RECORDS FOR THIS EXERCISE below:

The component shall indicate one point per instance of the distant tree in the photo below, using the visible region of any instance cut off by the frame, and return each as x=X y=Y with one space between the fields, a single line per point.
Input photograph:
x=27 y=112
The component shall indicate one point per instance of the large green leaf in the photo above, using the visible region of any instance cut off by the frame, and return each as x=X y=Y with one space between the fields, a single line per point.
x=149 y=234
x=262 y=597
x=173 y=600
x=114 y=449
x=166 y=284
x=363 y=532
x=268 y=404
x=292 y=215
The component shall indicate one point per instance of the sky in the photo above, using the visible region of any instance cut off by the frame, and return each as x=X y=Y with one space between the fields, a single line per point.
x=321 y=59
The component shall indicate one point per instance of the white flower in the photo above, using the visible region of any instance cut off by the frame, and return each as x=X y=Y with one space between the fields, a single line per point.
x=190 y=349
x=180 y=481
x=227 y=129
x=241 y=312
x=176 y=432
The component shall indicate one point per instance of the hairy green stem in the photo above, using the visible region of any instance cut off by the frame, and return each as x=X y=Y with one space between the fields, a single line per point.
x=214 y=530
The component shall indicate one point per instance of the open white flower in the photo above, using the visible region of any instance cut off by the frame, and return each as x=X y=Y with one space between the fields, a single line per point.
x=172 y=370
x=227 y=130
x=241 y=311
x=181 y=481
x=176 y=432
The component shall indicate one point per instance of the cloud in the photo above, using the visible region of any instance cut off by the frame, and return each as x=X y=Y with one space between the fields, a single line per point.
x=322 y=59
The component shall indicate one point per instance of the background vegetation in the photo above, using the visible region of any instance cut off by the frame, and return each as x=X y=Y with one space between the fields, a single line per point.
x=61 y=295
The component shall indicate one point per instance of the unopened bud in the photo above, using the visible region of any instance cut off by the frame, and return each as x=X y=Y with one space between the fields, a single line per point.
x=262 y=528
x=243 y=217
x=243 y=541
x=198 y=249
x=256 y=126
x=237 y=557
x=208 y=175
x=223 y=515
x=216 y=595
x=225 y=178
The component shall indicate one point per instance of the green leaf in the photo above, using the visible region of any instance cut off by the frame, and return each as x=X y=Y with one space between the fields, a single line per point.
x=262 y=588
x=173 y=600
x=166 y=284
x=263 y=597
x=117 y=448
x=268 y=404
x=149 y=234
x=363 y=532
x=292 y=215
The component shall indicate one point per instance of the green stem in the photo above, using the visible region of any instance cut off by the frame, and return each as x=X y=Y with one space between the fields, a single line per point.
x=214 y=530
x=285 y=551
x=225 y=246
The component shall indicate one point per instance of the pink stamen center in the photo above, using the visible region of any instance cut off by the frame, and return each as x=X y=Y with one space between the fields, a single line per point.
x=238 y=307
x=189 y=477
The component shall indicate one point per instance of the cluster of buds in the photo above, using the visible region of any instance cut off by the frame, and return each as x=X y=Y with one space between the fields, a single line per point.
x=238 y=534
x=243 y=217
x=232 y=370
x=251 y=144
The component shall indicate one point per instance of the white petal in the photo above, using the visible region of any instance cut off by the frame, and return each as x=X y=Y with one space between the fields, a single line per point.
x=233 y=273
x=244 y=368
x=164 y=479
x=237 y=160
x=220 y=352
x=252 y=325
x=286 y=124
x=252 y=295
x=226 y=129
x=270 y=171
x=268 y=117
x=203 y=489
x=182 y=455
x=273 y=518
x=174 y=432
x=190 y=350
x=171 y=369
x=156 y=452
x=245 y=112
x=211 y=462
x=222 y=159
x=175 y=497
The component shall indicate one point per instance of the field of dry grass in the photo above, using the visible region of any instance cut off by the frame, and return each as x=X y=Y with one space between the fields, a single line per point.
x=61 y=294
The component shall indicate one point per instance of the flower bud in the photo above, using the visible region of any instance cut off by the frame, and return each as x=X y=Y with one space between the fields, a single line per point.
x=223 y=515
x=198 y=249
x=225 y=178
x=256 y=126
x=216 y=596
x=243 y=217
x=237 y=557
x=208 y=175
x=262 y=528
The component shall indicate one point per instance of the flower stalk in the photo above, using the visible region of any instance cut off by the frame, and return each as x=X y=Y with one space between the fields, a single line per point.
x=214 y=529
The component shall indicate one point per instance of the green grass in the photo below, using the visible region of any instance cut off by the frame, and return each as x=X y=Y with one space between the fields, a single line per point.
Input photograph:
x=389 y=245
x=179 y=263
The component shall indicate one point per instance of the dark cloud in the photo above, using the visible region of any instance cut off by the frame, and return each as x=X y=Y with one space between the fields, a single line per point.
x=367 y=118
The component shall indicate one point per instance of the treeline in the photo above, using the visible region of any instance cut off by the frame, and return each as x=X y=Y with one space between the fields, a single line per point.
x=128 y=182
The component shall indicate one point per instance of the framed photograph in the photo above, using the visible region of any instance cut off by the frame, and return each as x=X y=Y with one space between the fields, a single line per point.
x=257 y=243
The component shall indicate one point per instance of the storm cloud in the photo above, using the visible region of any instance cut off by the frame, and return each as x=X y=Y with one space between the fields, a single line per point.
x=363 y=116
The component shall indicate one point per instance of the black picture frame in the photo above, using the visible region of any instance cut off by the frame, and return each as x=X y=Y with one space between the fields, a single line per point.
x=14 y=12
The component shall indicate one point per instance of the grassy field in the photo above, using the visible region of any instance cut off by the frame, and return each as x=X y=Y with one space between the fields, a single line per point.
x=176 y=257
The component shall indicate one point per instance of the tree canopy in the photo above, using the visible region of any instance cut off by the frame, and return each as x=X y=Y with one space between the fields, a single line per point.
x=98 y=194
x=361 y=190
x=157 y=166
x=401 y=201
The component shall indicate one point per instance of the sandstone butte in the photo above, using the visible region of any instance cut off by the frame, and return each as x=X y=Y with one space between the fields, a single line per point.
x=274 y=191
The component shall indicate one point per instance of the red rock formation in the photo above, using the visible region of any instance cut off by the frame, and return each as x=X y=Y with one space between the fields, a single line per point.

End of RECORDS FOR THIS EXERCISE.

YOUR TASK
Repeat the data above in full, word for word.

TASK RESULT
The component shall indicate one point per instance of the distant tree in the photo below, using the visible region of any instance cut off by the frame, and return each as x=X y=Y with one space between the fields, a single line per point.
Input photograph:
x=27 y=112
The component shall indicate one point per instance of the large green leaf in the photo above, using the visible region of any instance cut off by the frame, and return each as x=X y=Y with one space between the fields, a single line per point.
x=149 y=234
x=262 y=597
x=173 y=600
x=114 y=449
x=166 y=284
x=363 y=532
x=268 y=404
x=292 y=215
The component shall indicate one point per instance of the sky in the photo above, using the visible region of any instance cut off by the frame, and return each as x=X y=Y with one space between the fields, a single line per point.
x=321 y=59
The component shall indicate one point per instance of the white flower in the photo above, using the visible region of any instance cut off by the frame, and return each as x=X y=Y with one space between the fields, a single line per point.
x=190 y=349
x=180 y=481
x=227 y=129
x=241 y=312
x=176 y=432
The component shall indicate one point per instance of the hairy green stem in the photo above, using the visible region of any instance cut off by the frame, and return each as x=X y=Y with one space between the fields, a single line per point.
x=214 y=530
The component shall indicate one point per instance of the open white flower in the photo above, using the visible region of any instance cut off by the frame, and return each as x=X y=Y with one space between the fields, a single line per point.
x=172 y=370
x=227 y=130
x=241 y=311
x=181 y=481
x=176 y=432
The component shall indicate one point per instance of the cloud in the photo above, using the visible region of any instance cut off by the frame, and return each as x=X y=Y with one space between the fields, a single line per point.
x=322 y=59
The component shall indicate one point per instance of the background vegetation in the photo above, using the visible region of any instance cut off by the frame, and return each as x=X y=Y with one space between the fields, a single line per point.
x=61 y=295
The component shall indicate one point per instance of the unopened bud in the photo above, using the visible region of any instance cut off by the frame, and return each as x=X y=Y with one space between the fields, a single line per point.
x=262 y=528
x=243 y=217
x=243 y=541
x=198 y=249
x=256 y=126
x=237 y=557
x=208 y=175
x=223 y=515
x=216 y=595
x=225 y=178
The component shall indicate one point per instance of the green leaf in the photo above, using the visible region of any instance cut off by the frame, and return each as x=X y=Y with one space between the fields, a single line per point.
x=262 y=588
x=173 y=600
x=166 y=284
x=263 y=597
x=117 y=448
x=268 y=404
x=149 y=234
x=363 y=532
x=292 y=215
The component shall indicate one point per instance of the green stem in the photo above, using the visible region of any instance cut off by the frame, and return each as x=X y=Y with one space between the fields, a single line per point.
x=214 y=530
x=285 y=551
x=225 y=246
The component shall indicate one point per instance of the pink stamen center in the photo above, using the visible region of any instance cut off by the frame, and return each as x=X y=Y with one space between the fields, a single line per point.
x=238 y=307
x=189 y=477
The component shall indicate one point per instance of the cluster of buds in the photo above, using the visible region of any instance cut off by the frame, and return each as x=X y=Y with one space between the fields, a single line per point.
x=238 y=534
x=243 y=217
x=232 y=370
x=251 y=144
The component shall indicate one point per instance of the white petal in the photo above, using the visible region of any instance cut off by the frame, and return each as x=X y=Y with one space between the fields, a single line per point.
x=233 y=273
x=244 y=368
x=164 y=479
x=237 y=160
x=220 y=352
x=252 y=325
x=286 y=124
x=252 y=295
x=226 y=129
x=270 y=171
x=268 y=117
x=203 y=489
x=182 y=455
x=273 y=518
x=174 y=432
x=190 y=350
x=171 y=369
x=156 y=452
x=245 y=112
x=211 y=462
x=222 y=159
x=175 y=497
The component shall indicate one point per instance of the field of dry grass in the photo above, using the visible region of any instance cut off by the frame, and return each as x=X y=Y with one space between the fields, a single line per point.
x=61 y=294
The component shall indicate one point per instance of the flower bud in the photo above, using the visible region of any instance cut off by the frame, and return each as x=X y=Y with one space between the fields, a single line per point.
x=223 y=515
x=198 y=249
x=225 y=178
x=256 y=126
x=216 y=596
x=243 y=217
x=237 y=557
x=208 y=175
x=262 y=528
The component shall indicate one point per instance of the flower stalk in the photo above, using the visible region of any instance cut off by the frame, and return each as x=X y=Y with one space between the fields, a single line per point.
x=214 y=529
The component shall indicate one point per instance of the green grass in the photo below, using the visible region of any instance cut off by the frame, and return each as x=X y=Y with one space between the fields, a single line per point.
Input photograph:
x=389 y=245
x=179 y=263
The component shall indicate one point per instance of the dark cloud in the photo above, using the visible region of any instance cut off by the frame, and return each as x=X y=Y with one space between the fields, a single line per point.
x=367 y=118
The component shall indicate one point per instance of the treeline in the photo above, using the visible region of any instance cut off by the frame, and return each as x=X y=Y with one space between the fields, a single line per point.
x=128 y=182
The component shall indicate one point per instance of the framed photograph in the photo above, using the visible region of any instance cut off by the frame, and return each as x=X y=Y with one space between the fields, a single line per point.
x=257 y=243
The component shall indicate one point per instance of the storm cloud in the photo above, using the visible region of any instance cut off by the frame, and return each as x=X y=Y with one space between the fields, a single line per point.
x=363 y=116
The component shall indicate one point per instance of the black picture frame in the photo above, using the visible region of any instance cut off by the frame, and return each as x=X y=Y with one space between the fields, a single line per point.
x=14 y=12
The component shall indicate one point per instance of the grassy field in the photo above, using the visible region of any instance cut off by the frame, and return each as x=X y=Y with one space between the fields, a single line per point.
x=176 y=257
The component shall indicate one point per instance of the tree canopy in the photo above, using the visible region of any instance cut off by the frame, and return each as x=X y=Y with one space between the fields, a single line per point.
x=98 y=194
x=361 y=190
x=157 y=166
x=401 y=201
The component shall indicate one point per instance of the sandstone butte in the photo above, using the visible region of any instance cut off by the frame, and return each as x=X y=Y with one space between the fields, a single line per point.
x=274 y=191
The component shall indicate one point per instance of the red rock formation in the photo above, using the visible region of any instance cut off by the frame, and return each as x=X y=Y with one space between the fields, a single line per point.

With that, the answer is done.